-- Problem description --
Every record below is to be retyped exactly.

-- Labeled-object pointing entries --
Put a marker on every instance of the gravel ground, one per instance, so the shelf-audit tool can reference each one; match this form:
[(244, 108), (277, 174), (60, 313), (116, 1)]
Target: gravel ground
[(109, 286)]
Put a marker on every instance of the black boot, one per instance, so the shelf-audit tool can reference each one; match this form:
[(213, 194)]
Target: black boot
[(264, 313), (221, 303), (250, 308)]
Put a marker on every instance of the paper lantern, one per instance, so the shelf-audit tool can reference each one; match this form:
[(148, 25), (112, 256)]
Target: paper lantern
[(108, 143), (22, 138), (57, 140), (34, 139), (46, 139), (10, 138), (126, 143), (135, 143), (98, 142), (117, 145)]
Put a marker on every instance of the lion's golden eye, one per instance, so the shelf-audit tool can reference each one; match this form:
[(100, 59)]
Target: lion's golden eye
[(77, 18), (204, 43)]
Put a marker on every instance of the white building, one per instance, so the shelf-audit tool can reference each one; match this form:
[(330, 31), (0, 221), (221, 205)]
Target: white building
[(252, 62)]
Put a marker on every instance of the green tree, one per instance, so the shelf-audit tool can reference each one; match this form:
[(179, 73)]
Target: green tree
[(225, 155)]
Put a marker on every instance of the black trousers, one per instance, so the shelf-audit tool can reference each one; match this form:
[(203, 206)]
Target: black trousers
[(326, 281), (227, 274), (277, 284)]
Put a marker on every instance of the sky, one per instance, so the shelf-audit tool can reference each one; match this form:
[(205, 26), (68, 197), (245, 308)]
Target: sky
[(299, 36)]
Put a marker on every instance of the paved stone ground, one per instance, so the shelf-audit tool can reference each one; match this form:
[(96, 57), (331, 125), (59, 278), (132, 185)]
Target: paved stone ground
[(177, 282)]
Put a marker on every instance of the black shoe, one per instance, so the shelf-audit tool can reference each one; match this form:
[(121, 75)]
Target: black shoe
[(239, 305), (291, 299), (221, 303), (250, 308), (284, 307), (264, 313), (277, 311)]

-- Solved problem --
Put a marker on every instance of the gravel ground, one per instance, so the shelf-audit tool can reference each one; match this form:
[(244, 108), (277, 174), (60, 313), (116, 1)]
Target: gravel ground
[(109, 286)]
Put a marker on every instance of the black boot, one per instance, so the shelf-audit tool can reference each one; match this form:
[(213, 194)]
Target: black boot
[(264, 313), (221, 303), (250, 308)]
Put a marker on every instance of the paper lantern, one per instance, so the shelf-audit tool can reference each one; match this form:
[(148, 25), (112, 256)]
Target: paper lantern
[(108, 143), (22, 138), (57, 140), (34, 139), (46, 139), (10, 138), (126, 143), (135, 143), (98, 142), (117, 145)]
Put a marker on every instance of the lion's golden eye, one per instance, so the shelf-audit tool can reference each one; match this form:
[(100, 59)]
Target: lion's golden eye
[(77, 18), (204, 43)]
Put a marker on every instance of the white building, one per instance, so the shelf-audit tool can reference each one; match this form:
[(330, 31), (0, 221), (221, 205)]
Target: white building
[(252, 62)]
Put a marker on every instance of the green tree, one per instance, so the shelf-audit tool can reference each one; match this form:
[(179, 73)]
Target: green tree
[(225, 155)]
Put a marker on every instance of the black trousers, one per instance, so the shelf-audit tool can reference each one; match this form:
[(203, 206)]
Target: black trousers
[(326, 281), (227, 274), (277, 284)]
Put a marker on every instance of the sky, one per instance, so the shelf-audit tool can reference each one; match this form:
[(205, 26), (68, 197), (245, 308)]
Target: sky
[(299, 36)]
Put a marker on every instance of the paved stone ground, one per instance, so the shelf-audit tool can reference each one; match this form:
[(96, 57), (331, 125), (59, 278), (132, 185)]
Target: paved stone ground
[(177, 282)]
Put a marker on every instance of the black shoe, one per instance, so the shelf-audit tool can reference each one; match this form:
[(121, 75)]
Target: black shoe
[(239, 305), (291, 299), (221, 303), (250, 308), (284, 307), (264, 313), (277, 311)]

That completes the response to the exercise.